(Dataset entries)
# # # #

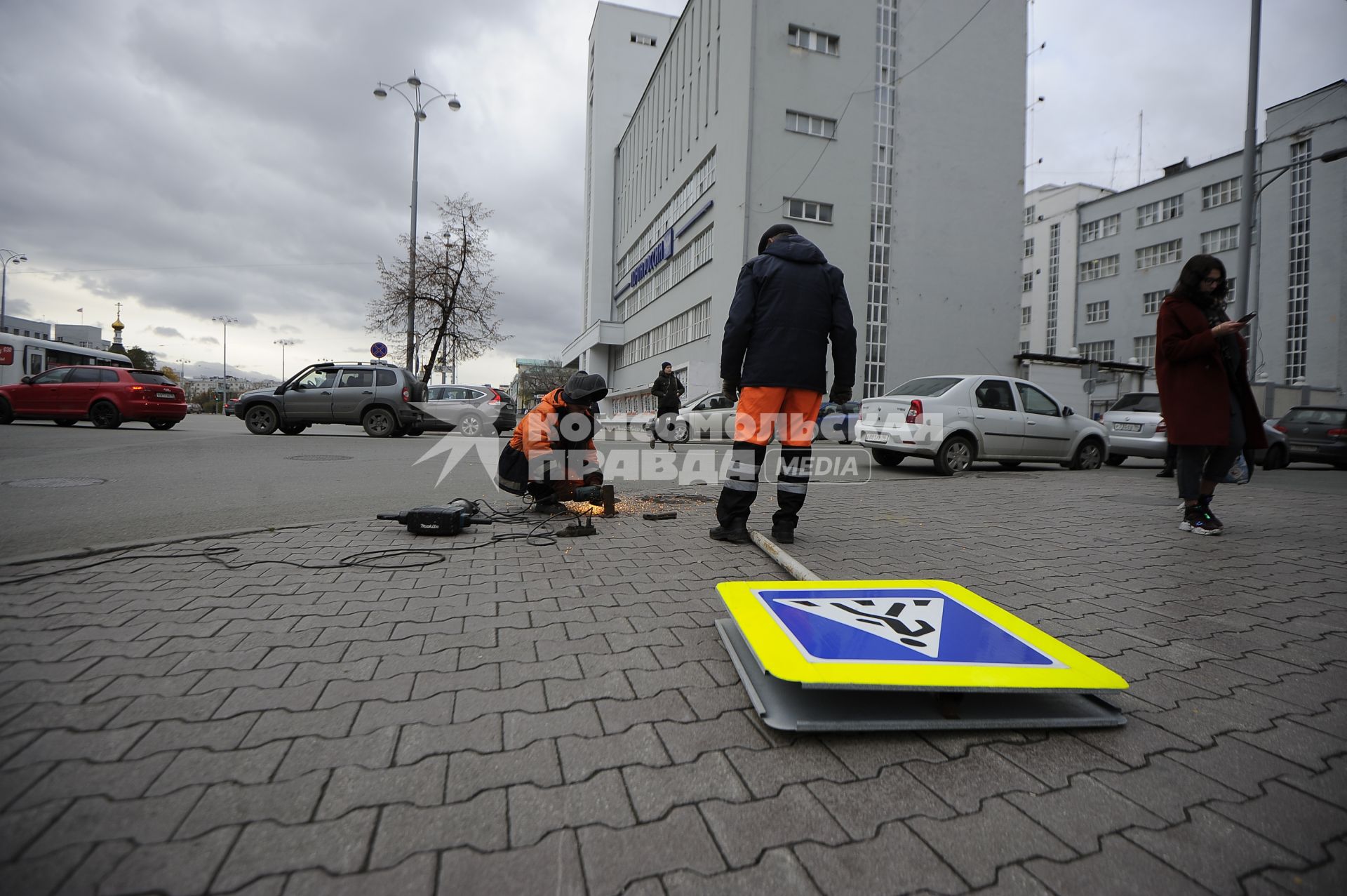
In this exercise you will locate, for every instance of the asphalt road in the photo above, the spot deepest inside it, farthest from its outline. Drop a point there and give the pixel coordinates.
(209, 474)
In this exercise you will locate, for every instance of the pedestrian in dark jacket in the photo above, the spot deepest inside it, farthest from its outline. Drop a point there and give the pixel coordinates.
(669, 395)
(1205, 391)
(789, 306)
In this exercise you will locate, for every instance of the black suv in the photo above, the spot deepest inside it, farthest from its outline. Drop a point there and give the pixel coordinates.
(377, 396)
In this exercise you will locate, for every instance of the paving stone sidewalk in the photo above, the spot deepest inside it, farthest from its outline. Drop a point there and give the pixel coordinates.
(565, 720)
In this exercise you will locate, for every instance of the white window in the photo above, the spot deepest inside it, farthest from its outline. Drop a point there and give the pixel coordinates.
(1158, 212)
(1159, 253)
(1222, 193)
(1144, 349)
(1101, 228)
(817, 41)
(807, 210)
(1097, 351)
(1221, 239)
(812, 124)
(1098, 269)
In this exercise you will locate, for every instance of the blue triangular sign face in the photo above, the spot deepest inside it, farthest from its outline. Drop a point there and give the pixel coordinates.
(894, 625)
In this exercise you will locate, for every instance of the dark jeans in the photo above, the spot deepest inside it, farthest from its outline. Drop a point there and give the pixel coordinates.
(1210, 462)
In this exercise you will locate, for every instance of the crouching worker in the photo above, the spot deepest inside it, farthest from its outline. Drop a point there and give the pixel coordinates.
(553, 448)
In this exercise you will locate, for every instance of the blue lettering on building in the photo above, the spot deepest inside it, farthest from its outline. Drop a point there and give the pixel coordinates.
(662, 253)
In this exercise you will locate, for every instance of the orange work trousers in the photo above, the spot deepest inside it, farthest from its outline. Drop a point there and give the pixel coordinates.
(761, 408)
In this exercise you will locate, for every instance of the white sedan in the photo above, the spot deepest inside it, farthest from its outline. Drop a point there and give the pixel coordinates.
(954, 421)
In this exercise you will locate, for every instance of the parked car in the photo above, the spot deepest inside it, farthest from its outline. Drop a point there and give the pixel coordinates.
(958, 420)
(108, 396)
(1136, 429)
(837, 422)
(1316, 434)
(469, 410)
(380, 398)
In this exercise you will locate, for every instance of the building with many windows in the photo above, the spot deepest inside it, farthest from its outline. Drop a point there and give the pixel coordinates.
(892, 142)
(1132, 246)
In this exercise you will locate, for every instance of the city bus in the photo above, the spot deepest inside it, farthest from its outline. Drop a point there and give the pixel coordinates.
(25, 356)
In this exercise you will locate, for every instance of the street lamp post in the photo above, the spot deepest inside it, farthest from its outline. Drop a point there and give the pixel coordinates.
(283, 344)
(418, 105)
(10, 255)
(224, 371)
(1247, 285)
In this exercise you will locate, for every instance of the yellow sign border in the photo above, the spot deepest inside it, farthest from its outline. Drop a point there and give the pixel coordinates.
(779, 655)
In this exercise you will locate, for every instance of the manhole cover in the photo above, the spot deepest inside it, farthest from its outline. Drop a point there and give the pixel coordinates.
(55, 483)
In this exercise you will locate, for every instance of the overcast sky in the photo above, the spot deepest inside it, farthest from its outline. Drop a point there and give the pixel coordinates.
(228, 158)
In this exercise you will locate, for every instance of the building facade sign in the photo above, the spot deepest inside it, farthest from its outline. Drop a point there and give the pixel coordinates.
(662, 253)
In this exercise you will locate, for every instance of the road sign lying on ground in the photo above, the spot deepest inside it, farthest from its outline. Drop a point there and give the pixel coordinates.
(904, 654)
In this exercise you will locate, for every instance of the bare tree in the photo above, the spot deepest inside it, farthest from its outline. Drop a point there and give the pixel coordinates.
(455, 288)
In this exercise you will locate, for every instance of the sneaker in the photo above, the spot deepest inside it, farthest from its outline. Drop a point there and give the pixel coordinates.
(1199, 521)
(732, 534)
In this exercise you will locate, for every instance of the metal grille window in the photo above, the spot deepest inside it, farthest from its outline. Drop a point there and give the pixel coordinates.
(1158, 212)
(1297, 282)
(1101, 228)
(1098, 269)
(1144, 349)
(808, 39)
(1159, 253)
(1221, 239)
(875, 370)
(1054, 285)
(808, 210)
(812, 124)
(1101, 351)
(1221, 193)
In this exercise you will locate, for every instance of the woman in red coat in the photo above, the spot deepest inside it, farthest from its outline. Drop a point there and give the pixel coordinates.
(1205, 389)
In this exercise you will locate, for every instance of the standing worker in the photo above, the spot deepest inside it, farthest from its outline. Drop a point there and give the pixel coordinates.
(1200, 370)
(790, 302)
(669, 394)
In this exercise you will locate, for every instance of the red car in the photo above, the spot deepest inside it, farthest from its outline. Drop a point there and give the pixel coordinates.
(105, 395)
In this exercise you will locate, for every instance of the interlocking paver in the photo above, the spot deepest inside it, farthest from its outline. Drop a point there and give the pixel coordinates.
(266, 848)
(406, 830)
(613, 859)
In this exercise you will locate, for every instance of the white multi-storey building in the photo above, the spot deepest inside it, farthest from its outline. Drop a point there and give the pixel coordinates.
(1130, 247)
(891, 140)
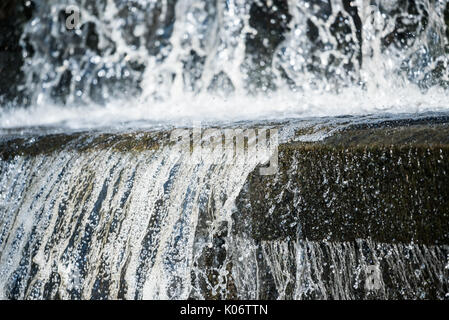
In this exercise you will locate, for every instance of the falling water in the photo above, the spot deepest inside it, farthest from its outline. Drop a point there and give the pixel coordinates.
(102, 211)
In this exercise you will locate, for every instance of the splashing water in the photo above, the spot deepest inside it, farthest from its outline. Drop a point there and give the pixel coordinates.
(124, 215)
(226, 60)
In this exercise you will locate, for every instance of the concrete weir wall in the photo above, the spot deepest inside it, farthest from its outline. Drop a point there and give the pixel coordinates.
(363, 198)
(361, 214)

# # # #

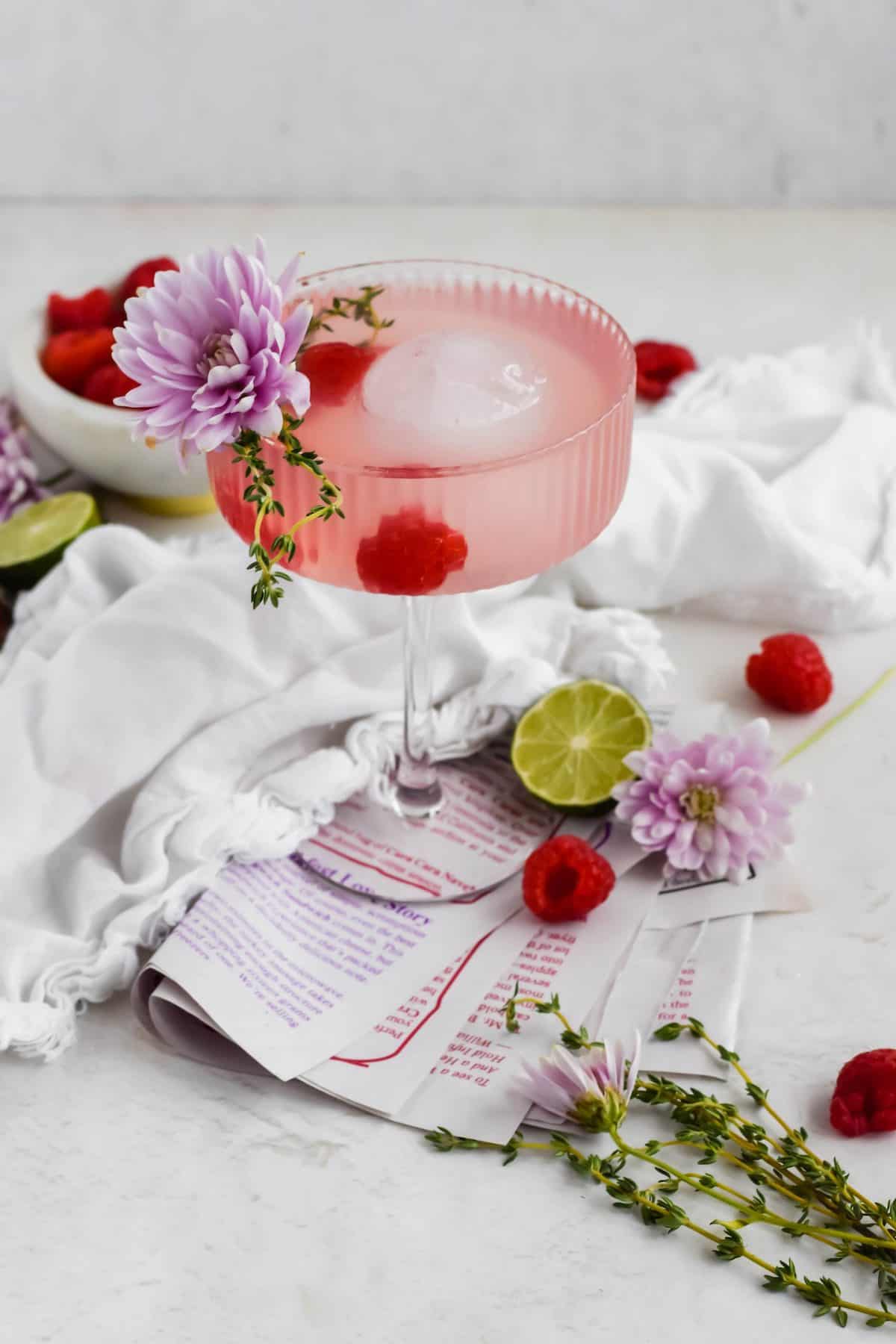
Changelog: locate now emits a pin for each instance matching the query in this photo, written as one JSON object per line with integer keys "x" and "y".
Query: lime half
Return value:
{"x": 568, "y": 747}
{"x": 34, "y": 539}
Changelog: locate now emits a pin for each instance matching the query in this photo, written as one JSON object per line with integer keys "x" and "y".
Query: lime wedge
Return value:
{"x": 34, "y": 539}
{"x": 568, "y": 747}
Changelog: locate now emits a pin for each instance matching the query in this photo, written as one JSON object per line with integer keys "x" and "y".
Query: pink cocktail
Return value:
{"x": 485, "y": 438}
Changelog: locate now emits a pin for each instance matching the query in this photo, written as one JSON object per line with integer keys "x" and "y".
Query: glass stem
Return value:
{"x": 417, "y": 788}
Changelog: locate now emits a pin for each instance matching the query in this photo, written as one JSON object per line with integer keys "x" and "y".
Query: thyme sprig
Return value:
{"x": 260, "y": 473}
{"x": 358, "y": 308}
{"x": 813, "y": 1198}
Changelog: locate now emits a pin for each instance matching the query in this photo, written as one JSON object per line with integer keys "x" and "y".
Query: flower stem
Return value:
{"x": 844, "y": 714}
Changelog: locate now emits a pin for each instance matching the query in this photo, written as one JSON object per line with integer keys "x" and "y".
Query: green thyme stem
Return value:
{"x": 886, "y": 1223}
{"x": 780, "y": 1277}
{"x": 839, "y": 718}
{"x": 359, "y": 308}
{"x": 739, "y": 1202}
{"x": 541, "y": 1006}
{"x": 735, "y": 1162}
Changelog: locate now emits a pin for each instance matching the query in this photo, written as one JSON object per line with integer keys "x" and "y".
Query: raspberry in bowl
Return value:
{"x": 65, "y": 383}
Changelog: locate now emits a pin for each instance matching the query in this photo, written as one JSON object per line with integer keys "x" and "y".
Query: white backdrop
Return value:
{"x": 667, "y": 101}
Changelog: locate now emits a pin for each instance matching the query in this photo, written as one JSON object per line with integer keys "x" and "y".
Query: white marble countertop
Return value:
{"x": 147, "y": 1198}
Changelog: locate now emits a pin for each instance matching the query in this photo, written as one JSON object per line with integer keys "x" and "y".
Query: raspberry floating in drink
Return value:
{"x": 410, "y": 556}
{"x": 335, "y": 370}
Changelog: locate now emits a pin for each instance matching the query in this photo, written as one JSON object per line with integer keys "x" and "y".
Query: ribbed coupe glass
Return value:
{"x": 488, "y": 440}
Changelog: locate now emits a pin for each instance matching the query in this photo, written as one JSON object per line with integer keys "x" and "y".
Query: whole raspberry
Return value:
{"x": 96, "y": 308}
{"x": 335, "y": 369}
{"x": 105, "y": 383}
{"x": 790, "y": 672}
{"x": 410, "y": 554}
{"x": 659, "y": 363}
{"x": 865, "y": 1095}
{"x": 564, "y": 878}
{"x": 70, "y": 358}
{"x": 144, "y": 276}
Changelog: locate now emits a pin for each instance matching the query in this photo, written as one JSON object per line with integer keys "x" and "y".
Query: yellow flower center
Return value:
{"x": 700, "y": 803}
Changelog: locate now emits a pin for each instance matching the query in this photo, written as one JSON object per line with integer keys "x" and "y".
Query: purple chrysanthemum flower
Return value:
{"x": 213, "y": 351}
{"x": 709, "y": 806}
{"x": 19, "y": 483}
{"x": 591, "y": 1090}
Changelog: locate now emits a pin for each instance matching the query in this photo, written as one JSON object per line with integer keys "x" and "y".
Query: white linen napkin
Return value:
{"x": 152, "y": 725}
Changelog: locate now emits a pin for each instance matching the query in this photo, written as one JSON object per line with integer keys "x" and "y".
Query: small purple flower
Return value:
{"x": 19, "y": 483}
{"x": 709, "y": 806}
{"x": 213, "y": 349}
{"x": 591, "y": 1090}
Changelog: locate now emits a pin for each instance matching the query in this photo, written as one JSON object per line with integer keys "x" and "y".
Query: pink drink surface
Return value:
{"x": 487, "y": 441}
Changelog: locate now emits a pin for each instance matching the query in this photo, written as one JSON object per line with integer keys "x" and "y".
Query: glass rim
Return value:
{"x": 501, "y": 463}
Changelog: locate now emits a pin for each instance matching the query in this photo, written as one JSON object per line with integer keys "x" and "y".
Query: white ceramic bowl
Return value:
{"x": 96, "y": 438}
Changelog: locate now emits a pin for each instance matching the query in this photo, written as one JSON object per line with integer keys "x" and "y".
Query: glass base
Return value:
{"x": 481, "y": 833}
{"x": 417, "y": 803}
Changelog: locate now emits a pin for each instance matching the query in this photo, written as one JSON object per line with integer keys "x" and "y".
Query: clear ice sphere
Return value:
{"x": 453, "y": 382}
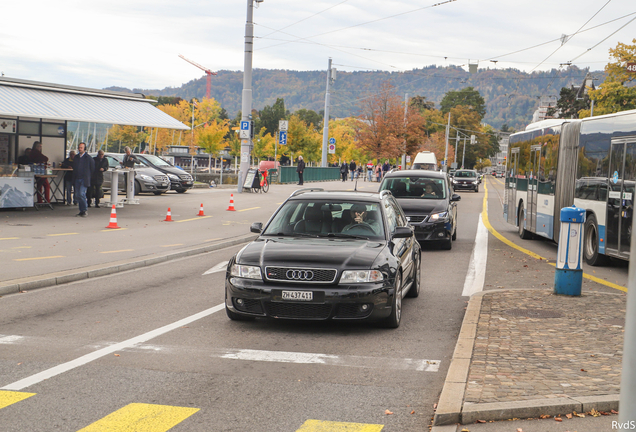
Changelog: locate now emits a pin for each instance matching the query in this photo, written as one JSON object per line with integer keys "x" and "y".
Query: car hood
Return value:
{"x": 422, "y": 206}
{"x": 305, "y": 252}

# # # #

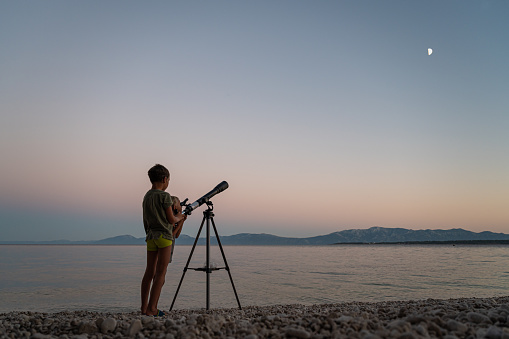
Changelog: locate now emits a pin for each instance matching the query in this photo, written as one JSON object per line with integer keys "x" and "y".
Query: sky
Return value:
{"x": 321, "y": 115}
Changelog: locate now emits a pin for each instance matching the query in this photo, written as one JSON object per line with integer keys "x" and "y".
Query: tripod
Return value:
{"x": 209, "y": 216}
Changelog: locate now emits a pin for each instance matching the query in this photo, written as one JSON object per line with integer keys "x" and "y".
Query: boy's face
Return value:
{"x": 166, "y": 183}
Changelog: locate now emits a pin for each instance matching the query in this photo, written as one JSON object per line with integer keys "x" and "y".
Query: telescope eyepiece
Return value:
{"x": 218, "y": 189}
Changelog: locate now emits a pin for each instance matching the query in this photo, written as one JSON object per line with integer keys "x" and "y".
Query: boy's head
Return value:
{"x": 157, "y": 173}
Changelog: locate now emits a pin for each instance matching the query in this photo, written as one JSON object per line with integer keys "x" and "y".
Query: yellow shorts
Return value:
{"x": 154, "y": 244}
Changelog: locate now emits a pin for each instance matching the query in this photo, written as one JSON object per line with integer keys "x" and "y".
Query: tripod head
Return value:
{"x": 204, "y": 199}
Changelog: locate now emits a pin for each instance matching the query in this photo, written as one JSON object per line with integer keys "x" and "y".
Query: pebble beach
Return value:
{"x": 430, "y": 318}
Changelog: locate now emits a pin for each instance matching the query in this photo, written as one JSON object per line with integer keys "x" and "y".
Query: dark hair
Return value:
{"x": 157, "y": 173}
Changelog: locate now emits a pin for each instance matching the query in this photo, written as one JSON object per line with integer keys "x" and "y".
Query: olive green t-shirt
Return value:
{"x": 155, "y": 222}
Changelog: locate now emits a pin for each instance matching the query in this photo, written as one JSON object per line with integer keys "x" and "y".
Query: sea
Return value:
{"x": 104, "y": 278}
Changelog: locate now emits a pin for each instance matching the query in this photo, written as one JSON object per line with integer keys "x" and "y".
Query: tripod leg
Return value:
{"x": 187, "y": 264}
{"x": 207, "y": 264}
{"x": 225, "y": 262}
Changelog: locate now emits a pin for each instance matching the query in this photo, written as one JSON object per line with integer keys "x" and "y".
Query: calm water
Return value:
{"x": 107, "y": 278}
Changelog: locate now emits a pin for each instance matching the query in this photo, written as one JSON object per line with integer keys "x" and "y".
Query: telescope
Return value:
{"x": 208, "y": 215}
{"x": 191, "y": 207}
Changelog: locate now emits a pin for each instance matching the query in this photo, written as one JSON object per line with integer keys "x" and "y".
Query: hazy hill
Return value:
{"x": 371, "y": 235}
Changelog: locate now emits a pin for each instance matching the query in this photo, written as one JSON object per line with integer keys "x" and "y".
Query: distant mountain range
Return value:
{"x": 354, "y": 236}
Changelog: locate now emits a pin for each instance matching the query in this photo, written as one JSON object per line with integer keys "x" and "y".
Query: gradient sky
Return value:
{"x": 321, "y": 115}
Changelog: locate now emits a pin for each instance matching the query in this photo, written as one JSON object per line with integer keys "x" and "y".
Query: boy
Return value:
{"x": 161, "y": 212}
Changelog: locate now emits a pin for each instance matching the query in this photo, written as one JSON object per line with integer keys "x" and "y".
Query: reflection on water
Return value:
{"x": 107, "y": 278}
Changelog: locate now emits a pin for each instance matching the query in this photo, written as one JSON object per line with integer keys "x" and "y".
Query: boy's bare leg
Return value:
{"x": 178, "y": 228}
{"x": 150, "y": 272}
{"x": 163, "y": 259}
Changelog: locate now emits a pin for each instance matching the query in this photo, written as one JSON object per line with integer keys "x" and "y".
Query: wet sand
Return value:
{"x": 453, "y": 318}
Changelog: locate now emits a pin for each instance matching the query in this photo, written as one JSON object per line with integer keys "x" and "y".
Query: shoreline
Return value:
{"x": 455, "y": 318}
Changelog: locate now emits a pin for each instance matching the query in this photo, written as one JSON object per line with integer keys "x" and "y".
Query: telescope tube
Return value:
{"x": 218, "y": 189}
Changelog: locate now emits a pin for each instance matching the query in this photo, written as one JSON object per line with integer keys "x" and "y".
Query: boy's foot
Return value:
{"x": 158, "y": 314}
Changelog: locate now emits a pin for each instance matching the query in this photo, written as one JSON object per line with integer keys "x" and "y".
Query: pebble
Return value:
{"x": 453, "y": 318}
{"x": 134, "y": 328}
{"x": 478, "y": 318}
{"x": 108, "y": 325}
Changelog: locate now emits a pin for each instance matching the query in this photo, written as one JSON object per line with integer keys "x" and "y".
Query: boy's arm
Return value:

# # # #

**ACTION ITEM**
Where a line of the records has the string "flower", copy that line.

**RESULT FOR THIS EXERCISE**
Query: flower stem
Query: yellow flower center
Query: purple chrysanthemum flower
Query: small purple flower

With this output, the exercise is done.